▸ SHORT PROBLEM:
Rewrite the stretch from the start of the material through the line that contains "<point>75,95</point>", changing "pink" to "orange" and leaving everything else as it is. Give only that stretch.

▸ GIVEN DATA:
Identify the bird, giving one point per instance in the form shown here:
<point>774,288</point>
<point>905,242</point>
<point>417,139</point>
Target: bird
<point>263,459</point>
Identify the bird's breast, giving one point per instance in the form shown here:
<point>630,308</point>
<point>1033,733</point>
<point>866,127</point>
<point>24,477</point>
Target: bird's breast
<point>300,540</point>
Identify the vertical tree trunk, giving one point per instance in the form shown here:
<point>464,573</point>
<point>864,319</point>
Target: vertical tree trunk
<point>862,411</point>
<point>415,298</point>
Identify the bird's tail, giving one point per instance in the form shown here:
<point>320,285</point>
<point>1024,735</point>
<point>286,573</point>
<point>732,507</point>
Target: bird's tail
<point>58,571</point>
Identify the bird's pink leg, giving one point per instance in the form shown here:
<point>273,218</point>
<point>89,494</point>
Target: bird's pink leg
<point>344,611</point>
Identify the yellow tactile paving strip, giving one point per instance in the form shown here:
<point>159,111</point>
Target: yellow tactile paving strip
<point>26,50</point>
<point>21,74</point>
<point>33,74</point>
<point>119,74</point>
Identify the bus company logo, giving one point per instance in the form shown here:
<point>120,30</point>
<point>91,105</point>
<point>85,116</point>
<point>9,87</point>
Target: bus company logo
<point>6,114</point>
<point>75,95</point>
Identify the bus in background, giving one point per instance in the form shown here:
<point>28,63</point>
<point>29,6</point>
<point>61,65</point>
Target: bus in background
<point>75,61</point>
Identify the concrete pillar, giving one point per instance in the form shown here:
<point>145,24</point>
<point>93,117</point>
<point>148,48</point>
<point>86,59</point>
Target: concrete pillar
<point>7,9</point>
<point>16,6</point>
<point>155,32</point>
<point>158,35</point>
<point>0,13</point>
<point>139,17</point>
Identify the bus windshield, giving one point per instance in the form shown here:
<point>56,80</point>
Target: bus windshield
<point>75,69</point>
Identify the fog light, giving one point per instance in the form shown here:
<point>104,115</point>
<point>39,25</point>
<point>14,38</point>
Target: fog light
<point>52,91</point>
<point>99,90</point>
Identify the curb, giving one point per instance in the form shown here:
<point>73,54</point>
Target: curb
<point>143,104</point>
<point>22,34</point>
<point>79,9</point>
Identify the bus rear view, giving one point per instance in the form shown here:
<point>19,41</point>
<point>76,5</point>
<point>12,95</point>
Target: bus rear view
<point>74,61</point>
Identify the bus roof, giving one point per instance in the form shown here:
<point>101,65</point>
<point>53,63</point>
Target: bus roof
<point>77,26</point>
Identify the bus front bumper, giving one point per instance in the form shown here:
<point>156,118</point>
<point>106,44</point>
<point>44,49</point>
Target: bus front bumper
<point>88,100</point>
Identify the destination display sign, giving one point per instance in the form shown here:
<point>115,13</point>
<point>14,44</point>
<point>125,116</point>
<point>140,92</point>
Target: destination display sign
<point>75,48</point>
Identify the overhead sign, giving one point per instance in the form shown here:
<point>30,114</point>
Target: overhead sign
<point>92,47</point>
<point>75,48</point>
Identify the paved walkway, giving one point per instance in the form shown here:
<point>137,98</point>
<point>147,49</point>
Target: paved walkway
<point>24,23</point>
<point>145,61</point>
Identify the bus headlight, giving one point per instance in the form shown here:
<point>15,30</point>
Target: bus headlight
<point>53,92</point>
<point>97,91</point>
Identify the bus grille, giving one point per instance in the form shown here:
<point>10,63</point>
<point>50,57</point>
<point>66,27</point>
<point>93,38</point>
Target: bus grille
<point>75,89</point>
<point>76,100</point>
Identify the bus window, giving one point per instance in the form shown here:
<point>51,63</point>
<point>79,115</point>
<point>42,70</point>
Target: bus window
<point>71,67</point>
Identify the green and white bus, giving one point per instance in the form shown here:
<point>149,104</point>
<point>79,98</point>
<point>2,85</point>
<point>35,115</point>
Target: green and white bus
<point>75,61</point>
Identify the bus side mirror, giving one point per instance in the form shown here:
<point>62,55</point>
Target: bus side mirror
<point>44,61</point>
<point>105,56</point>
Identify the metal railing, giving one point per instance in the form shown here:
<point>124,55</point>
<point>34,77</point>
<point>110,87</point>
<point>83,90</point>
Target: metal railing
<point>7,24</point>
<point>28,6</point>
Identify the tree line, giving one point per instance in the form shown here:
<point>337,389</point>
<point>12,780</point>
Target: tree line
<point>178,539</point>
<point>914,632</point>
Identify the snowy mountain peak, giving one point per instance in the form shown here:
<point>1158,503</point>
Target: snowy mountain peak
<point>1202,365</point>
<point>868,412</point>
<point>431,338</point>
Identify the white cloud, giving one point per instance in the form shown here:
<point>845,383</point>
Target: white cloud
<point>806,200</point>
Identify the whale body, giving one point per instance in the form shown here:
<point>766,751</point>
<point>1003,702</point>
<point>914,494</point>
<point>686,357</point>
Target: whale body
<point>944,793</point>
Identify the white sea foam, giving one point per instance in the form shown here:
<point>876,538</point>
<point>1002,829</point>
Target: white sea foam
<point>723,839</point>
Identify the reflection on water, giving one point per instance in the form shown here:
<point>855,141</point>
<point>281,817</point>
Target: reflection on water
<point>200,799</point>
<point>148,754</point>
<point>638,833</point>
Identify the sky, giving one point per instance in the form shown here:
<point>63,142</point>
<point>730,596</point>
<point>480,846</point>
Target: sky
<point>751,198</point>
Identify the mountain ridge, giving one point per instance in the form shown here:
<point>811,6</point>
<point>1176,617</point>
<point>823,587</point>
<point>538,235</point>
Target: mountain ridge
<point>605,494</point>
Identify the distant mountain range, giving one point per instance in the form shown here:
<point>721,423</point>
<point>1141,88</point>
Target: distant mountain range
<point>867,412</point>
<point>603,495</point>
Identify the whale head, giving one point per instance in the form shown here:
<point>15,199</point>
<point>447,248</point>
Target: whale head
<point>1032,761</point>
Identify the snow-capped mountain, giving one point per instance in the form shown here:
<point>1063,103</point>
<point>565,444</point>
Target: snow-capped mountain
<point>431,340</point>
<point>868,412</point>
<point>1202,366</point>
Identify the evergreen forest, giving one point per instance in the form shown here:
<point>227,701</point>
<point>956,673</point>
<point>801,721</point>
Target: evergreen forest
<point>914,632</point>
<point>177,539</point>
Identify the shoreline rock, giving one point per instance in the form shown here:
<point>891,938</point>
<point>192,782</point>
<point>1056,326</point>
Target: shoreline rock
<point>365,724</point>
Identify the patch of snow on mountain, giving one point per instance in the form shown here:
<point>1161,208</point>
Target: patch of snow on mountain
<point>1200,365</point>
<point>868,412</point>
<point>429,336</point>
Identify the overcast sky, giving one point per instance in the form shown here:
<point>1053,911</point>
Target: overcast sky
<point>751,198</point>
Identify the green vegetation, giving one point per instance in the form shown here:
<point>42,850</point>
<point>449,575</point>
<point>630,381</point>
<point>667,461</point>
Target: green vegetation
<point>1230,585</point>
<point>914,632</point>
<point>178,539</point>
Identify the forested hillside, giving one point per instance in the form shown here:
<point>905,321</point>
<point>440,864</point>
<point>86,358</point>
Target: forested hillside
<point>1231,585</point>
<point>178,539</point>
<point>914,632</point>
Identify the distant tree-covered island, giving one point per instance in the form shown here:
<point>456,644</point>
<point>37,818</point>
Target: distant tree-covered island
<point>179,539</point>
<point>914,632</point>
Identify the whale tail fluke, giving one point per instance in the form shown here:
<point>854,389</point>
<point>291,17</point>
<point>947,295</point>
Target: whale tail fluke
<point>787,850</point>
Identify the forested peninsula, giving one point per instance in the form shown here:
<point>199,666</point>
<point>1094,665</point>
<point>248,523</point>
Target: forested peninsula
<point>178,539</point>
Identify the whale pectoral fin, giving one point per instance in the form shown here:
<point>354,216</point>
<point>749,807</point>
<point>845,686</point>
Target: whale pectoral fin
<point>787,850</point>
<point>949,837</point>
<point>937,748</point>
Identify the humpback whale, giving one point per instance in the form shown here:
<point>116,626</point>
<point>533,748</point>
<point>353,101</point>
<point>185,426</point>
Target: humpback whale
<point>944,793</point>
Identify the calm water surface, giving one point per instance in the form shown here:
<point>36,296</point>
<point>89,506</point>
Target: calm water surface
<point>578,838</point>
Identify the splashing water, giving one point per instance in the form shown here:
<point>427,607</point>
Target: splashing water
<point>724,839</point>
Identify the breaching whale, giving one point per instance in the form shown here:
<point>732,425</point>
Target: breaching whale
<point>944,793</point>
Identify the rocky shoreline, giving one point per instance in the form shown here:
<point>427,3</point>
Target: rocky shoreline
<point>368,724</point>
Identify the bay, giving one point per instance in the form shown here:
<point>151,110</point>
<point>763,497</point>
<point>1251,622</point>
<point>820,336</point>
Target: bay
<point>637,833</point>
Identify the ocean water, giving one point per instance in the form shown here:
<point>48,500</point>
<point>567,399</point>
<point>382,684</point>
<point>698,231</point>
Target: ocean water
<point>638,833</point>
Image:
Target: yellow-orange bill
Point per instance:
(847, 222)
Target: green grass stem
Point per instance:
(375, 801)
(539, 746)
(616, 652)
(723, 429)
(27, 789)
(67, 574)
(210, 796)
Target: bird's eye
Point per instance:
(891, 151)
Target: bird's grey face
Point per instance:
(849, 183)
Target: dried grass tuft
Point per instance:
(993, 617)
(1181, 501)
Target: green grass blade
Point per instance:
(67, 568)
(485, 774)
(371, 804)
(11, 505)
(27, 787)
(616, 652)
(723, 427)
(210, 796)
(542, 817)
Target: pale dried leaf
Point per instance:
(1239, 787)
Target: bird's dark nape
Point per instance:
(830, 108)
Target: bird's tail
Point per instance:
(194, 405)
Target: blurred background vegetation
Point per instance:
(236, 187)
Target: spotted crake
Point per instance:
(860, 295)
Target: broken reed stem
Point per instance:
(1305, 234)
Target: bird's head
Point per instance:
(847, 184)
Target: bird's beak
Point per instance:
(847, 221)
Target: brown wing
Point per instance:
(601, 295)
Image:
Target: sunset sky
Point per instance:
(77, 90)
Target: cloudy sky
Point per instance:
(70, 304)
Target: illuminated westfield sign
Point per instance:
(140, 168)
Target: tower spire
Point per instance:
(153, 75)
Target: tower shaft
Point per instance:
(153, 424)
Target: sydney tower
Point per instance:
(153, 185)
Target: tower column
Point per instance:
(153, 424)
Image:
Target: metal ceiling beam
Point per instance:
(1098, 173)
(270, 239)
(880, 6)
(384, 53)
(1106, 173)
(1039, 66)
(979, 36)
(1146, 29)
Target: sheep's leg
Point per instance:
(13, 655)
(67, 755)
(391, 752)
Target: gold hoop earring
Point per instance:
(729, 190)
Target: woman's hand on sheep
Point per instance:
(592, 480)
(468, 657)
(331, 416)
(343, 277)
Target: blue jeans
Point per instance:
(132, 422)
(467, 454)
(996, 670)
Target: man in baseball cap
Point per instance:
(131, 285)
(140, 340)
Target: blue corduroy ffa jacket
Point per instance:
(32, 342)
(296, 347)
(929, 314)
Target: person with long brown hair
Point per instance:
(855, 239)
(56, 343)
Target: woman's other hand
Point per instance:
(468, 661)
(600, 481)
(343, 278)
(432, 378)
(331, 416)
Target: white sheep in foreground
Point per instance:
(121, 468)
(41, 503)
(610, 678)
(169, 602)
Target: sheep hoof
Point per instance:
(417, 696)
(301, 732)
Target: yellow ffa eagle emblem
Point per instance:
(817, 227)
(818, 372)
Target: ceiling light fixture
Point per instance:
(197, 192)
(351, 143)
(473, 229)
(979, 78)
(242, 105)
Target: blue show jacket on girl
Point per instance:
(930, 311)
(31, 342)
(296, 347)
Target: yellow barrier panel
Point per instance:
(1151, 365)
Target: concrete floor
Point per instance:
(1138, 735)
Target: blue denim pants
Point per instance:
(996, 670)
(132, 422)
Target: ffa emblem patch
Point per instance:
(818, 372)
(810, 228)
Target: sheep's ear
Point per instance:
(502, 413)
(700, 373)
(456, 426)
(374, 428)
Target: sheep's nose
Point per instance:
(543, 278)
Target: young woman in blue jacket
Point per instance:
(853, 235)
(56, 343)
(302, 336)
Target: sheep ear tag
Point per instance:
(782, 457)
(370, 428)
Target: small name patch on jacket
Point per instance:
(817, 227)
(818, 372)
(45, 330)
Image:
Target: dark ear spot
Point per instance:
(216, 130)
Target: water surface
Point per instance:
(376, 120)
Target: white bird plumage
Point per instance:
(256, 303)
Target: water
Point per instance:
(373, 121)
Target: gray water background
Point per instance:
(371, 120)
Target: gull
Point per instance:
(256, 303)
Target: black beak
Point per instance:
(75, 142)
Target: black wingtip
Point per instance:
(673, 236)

▸ SOLVED PROBLEM:
Identify the bird, giving one point per instance in the form shown here:
<point>774,288</point>
<point>905,242</point>
<point>417,139</point>
Target: bird
<point>263,459</point>
Identify the bird's breast, giving one point per instance in the form shown here:
<point>630,308</point>
<point>1033,733</point>
<point>866,127</point>
<point>24,477</point>
Target: bird's breast
<point>300,540</point>
Identify the vertical tree trunk, giving one point per instance in the form shown here:
<point>464,573</point>
<point>864,319</point>
Target: vertical tree trunk
<point>862,411</point>
<point>415,298</point>
Identify the bird's tail, giving one point per instance in the form shown here:
<point>320,285</point>
<point>1024,735</point>
<point>286,573</point>
<point>732,507</point>
Target: bird's tail
<point>58,571</point>
Identify the bird's orange leg, giving one point per instance in the form shown here:
<point>273,218</point>
<point>89,494</point>
Target: bird's orange leg
<point>344,611</point>
Identify the yellow tactile paving strip, giving one point per instance in the form shown here:
<point>159,111</point>
Target: yellow tactile paving strip
<point>26,50</point>
<point>21,74</point>
<point>33,74</point>
<point>119,74</point>
Identify the bus company logo, giving one point per instance in the form shown here:
<point>120,30</point>
<point>91,105</point>
<point>85,116</point>
<point>9,87</point>
Target: bus company logo
<point>6,114</point>
<point>75,95</point>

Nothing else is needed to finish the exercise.